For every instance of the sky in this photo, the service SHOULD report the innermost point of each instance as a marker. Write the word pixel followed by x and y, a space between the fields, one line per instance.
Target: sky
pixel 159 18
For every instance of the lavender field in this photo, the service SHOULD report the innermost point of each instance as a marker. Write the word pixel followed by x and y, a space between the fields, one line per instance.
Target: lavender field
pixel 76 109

· · · · · · ·

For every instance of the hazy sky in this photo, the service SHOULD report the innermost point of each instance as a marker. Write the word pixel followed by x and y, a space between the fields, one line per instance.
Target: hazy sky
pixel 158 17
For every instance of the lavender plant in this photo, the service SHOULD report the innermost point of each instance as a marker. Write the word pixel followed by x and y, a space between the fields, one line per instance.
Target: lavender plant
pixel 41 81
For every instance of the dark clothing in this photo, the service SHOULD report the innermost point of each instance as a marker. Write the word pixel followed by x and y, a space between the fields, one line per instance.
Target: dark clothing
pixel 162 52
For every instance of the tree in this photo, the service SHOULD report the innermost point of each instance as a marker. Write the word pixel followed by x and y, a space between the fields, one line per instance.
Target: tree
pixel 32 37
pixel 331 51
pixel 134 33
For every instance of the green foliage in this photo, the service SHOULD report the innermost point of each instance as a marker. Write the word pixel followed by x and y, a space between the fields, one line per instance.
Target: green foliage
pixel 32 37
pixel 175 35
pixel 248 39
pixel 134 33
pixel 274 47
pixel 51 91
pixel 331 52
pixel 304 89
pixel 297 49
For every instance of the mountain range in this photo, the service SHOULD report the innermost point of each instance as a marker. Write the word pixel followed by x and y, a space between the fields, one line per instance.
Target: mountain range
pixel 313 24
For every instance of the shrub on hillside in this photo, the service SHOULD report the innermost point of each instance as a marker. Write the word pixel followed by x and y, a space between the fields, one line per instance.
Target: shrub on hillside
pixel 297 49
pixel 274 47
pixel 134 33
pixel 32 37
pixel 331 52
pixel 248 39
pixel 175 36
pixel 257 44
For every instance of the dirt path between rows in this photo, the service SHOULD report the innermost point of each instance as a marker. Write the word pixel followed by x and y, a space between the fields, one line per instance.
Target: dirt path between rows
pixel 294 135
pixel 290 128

· · · · · · ·

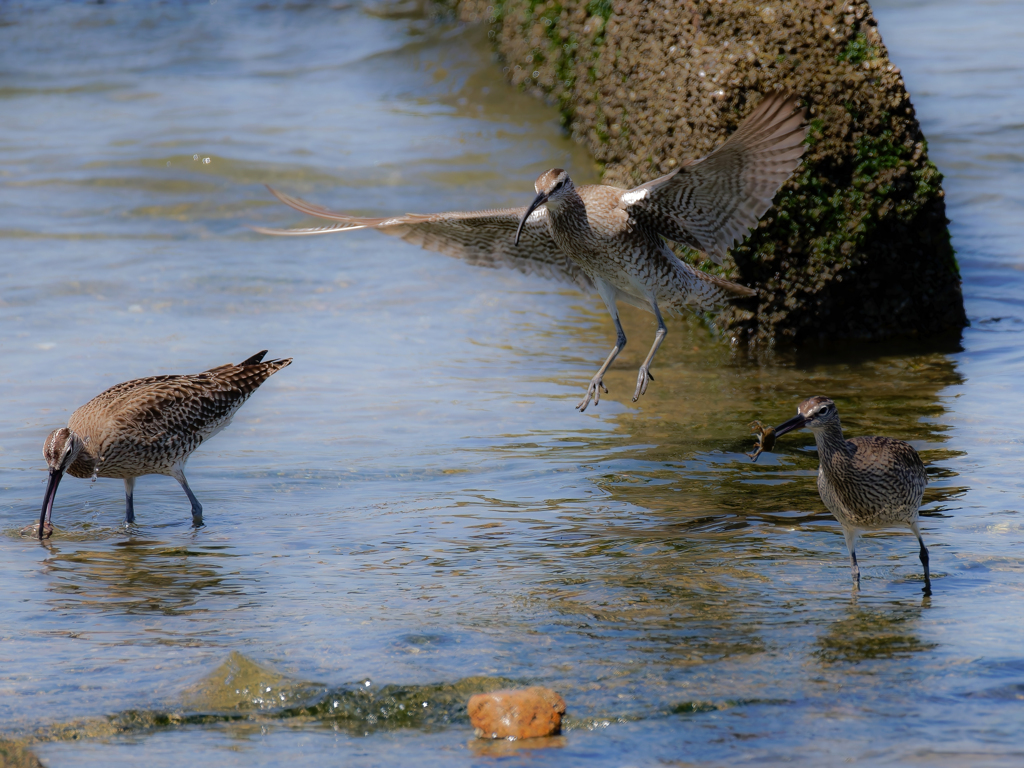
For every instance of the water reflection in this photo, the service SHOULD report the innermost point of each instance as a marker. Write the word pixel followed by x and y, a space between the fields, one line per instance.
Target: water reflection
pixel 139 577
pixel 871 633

· · · · · · ·

- The request -
Copy out word for word the part of the listing that opens with the line containing "For every instance of the sky" and closes with the line containing "pixel 76 109", with both of those lines included.

- Written reply -
For every instance of the sky in this photo, the service SHOULD report the innermost point of each instance as a marker. Write the word pixel followed by x and y, a space between the fields, one line per instance.
Target: sky
pixel 159 18
For every instance of the lavender field in this photo, the service SHOULD report the innermost point of each instance as a marker. Write the word pixel followed by x and y, a space between the fields, one line per instance.
Target: lavender field
pixel 76 109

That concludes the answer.